[Exercise input — start]
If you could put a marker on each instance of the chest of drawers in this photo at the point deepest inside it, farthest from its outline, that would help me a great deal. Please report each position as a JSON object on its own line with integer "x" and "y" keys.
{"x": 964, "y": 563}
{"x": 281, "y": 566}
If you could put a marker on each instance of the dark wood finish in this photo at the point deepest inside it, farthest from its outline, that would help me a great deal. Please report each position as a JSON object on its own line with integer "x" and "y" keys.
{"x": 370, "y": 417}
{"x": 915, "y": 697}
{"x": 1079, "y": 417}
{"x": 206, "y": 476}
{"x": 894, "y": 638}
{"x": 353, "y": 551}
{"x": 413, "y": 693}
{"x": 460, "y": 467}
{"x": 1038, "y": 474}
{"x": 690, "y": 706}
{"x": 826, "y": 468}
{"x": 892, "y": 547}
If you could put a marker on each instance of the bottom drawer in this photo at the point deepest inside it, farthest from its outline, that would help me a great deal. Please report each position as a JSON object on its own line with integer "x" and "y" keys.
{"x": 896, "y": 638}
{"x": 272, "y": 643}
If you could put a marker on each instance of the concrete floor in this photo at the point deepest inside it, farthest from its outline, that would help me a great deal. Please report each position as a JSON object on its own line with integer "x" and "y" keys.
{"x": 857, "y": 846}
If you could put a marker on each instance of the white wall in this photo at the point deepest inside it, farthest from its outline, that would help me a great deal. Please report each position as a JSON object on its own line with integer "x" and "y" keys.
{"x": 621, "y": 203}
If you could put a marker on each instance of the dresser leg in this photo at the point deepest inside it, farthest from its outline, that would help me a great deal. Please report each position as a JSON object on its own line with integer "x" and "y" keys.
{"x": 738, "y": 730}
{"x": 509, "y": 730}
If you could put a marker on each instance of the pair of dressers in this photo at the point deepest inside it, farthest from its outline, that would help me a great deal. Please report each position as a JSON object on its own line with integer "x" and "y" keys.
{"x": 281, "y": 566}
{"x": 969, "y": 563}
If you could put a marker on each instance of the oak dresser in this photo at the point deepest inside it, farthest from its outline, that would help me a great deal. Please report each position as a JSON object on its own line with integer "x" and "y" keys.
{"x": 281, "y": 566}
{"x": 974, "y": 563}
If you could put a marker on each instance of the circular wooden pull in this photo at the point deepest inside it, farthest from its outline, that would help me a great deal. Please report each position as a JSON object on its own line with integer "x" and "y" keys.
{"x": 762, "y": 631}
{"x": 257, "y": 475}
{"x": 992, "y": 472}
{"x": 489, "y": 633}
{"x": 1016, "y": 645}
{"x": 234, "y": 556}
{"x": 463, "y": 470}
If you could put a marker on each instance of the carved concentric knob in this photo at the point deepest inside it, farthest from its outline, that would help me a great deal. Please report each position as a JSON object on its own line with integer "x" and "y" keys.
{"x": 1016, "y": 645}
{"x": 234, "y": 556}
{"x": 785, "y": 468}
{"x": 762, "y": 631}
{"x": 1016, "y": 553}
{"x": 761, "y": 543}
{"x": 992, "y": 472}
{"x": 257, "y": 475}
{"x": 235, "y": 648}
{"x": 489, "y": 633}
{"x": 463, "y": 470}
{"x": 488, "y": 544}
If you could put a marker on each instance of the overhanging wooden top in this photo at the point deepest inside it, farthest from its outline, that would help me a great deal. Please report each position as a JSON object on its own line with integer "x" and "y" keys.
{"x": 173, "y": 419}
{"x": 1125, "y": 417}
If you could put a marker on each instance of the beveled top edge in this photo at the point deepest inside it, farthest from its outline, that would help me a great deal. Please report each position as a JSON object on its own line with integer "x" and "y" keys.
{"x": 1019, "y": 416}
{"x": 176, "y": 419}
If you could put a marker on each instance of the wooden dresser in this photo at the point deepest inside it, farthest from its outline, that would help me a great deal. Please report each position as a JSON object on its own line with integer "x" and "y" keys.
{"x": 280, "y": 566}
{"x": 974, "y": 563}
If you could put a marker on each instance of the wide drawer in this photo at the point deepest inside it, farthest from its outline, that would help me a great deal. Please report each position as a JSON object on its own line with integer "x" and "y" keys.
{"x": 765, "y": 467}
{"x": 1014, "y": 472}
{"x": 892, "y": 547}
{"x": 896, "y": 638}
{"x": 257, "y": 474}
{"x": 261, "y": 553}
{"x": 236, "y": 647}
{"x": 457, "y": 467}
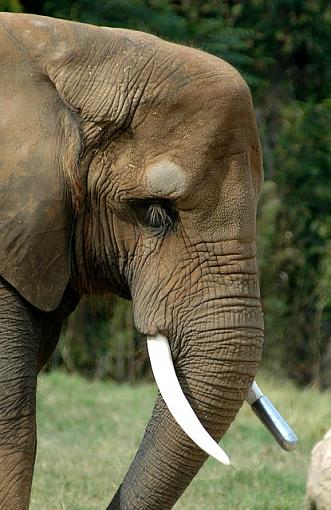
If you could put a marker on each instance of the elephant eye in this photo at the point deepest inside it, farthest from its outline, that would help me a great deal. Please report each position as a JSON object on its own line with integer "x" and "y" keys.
{"x": 160, "y": 216}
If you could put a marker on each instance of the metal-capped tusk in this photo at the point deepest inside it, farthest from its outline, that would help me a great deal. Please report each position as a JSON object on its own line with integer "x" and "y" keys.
{"x": 178, "y": 405}
{"x": 271, "y": 418}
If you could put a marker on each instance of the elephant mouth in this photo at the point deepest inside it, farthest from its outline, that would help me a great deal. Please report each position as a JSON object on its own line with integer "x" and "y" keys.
{"x": 181, "y": 410}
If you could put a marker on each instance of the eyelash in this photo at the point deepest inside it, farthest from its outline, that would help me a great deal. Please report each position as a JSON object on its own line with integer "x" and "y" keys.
{"x": 158, "y": 215}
[Exercise input — finish]
→ Work item
Could you output the full set of entries exactly, skipping every picture?

→ Solved exercise
If you could put a marker on each instance of the chest of drawers in this photo at the point deepest inside it, farthest from its outline, that would help me a great deal. Please report each position as a JSON object on its own line with integer "x" and "y" keys.
{"x": 964, "y": 563}
{"x": 281, "y": 566}
If you could put a marker on each instance of the dark wood finish in this photo at the point deepest inside it, farthest from its outline, that would help me a great deal. Please report each position as a JSON object on its own line with integer "x" and "y" keys.
{"x": 370, "y": 417}
{"x": 915, "y": 697}
{"x": 1079, "y": 417}
{"x": 206, "y": 476}
{"x": 894, "y": 638}
{"x": 353, "y": 551}
{"x": 413, "y": 693}
{"x": 460, "y": 467}
{"x": 1038, "y": 474}
{"x": 690, "y": 706}
{"x": 826, "y": 468}
{"x": 892, "y": 547}
If you could put a marker on each instance of the bottom drawer in this photo at the point deepest inside it, farthest from its outline, that would help me a great deal. Please report each position as a JSON object on its own line with integer "x" and "y" keys.
{"x": 896, "y": 638}
{"x": 272, "y": 643}
If you could put a marker on each instance of the concrete floor in this photo at the point deepest inside it, farthest from its outline, that would help me a great deal. Please report each position as a JSON object on its own line with integer "x" and "y" keys.
{"x": 857, "y": 846}
If you could put a marker on each instance of the white wall in this photo at the point deepest inside it, farthest from its outline, that would help me a great deal. Please report each position as a JSON object on its own line with integer "x" and "y" keys.
{"x": 621, "y": 203}
If you could put a marker on each instance of the dresser leg in this photo at the point deepest inside it, farthest from its outline, that would help me a great deal. Please report each position as a JSON object on its own line with integer "x" and "y" keys.
{"x": 738, "y": 730}
{"x": 509, "y": 730}
If you could put a marker on each instance of the pair of dressers in this photo at the point deepest inside it, farthest from its outline, that would help me a great deal. Please report each position as a JSON object on its own line with integer "x" and "y" keys.
{"x": 281, "y": 566}
{"x": 969, "y": 563}
If you could put a marker on each instance of the oak dresser in this photo at the point deepest inside it, farthest from its outline, that would help me a great deal. Please report each position as a JSON object on its own line with integer "x" and "y" keys.
{"x": 281, "y": 566}
{"x": 974, "y": 563}
If you could put a marker on each instance of the circular wooden pull in this photo at the point deepest inside it, farthest from its outline, that would help me a great deal. Please report each position as a JSON object on its own line with integer "x" and "y" keys.
{"x": 762, "y": 631}
{"x": 257, "y": 475}
{"x": 992, "y": 472}
{"x": 489, "y": 633}
{"x": 1016, "y": 645}
{"x": 234, "y": 556}
{"x": 463, "y": 470}
If you could put a marker on each instance of the carved concentric knob in this photo at the point deepest inside it, farthest from its outline, that would help me a great deal. Please report each position as a JSON object on its own line with integer "x" and "y" keys.
{"x": 1016, "y": 645}
{"x": 234, "y": 556}
{"x": 785, "y": 468}
{"x": 762, "y": 631}
{"x": 1016, "y": 553}
{"x": 761, "y": 543}
{"x": 992, "y": 472}
{"x": 257, "y": 475}
{"x": 235, "y": 648}
{"x": 489, "y": 633}
{"x": 463, "y": 470}
{"x": 488, "y": 544}
If you could put a marker on each instance of the overhanging wooden top in this photo at the point deepest inside it, farthest from its outline, that would help me a great deal. Please report each position as a JSON object on its own line with integer "x" and "y" keys.
{"x": 173, "y": 419}
{"x": 1125, "y": 417}
If you could put a marker on each instance of the beveled top edge in this photo at the point deepest inside it, farthest from its outline, that would help me a great deal. Please report each position as a JSON object on its own line with integer "x" and "y" keys.
{"x": 1019, "y": 416}
{"x": 176, "y": 419}
If you could put a marker on each instance of the wooden dresser in this photo at the point deepest inside it, farthest from its outline, that would help me a great deal. Please report each position as a JSON object on its own line with integer "x" and "y" keys.
{"x": 280, "y": 566}
{"x": 974, "y": 563}
If you could put a marker on each instance of the wide drawer in this photo at the point deepest inside it, farthest from its outline, that would help me a great deal. Please report each position as a JSON object on its own line with integer "x" and "y" keys.
{"x": 765, "y": 467}
{"x": 1014, "y": 472}
{"x": 892, "y": 547}
{"x": 896, "y": 638}
{"x": 257, "y": 474}
{"x": 261, "y": 553}
{"x": 236, "y": 647}
{"x": 457, "y": 467}
If you could put a marker on each instance of the elephant eye in this photo at the point deepest inside it, farthest from its outline, that would help me a great deal. Please report each position as a JSON object on its own line with integer "x" and "y" keys.
{"x": 160, "y": 216}
If you could put a marker on each instance of the metal-capped tusk in this photo at the point deepest inside it, farthest from its outline, that would help me a great deal. Please report each position as a JSON object on its own line with integer "x" and "y" keys.
{"x": 178, "y": 405}
{"x": 271, "y": 418}
If you could put a marker on each instance of the elephant mouth in this photo at the point deepest inside it, farthest from its outline, that would help me a great deal. Please report each position as a JSON object on its own line with integer "x" and "y" keys.
{"x": 181, "y": 410}
If you could put a marker on each instance of the eyelash in this photo at the point deepest inside it, farthest from its outline, that would help me a great deal. Please report each position as a JSON object on its own line with integer "x" and "y" keys.
{"x": 158, "y": 215}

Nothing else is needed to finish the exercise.